* WHAT IS ASKED *
Retype each of the following records line for line, leaving out the pictures.

* DATA EXTRACT *
'''

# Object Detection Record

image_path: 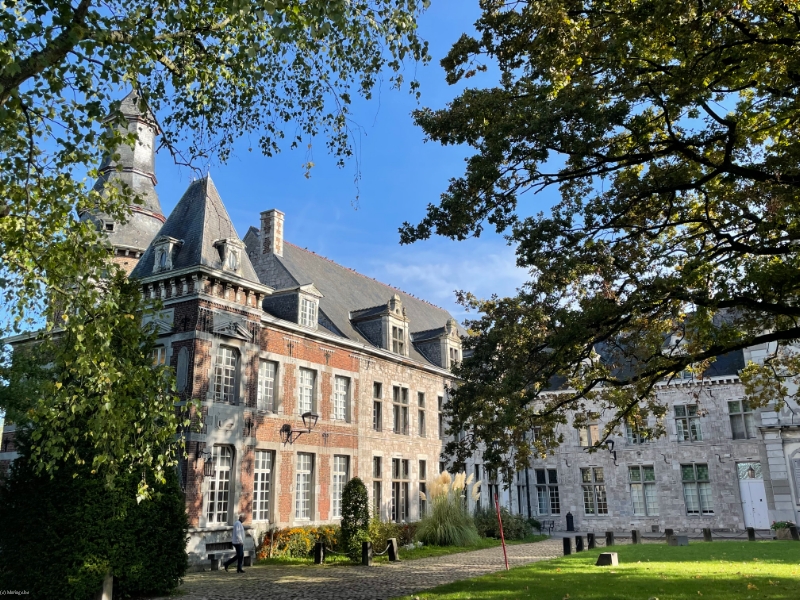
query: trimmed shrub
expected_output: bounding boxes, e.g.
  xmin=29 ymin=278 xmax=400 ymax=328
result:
xmin=256 ymin=525 xmax=341 ymax=560
xmin=0 ymin=450 xmax=188 ymax=600
xmin=416 ymin=471 xmax=480 ymax=546
xmin=475 ymin=507 xmax=532 ymax=540
xmin=342 ymin=477 xmax=369 ymax=561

'''

* SOLUTION TO THE PROBLEM *
# Object Detection Record

image_path: 
query: trimmed shrub
expected_output: bounding boxes, e.g.
  xmin=29 ymin=278 xmax=400 ymax=328
result:
xmin=256 ymin=525 xmax=341 ymax=560
xmin=0 ymin=450 xmax=188 ymax=600
xmin=416 ymin=471 xmax=480 ymax=546
xmin=475 ymin=507 xmax=532 ymax=540
xmin=342 ymin=477 xmax=369 ymax=561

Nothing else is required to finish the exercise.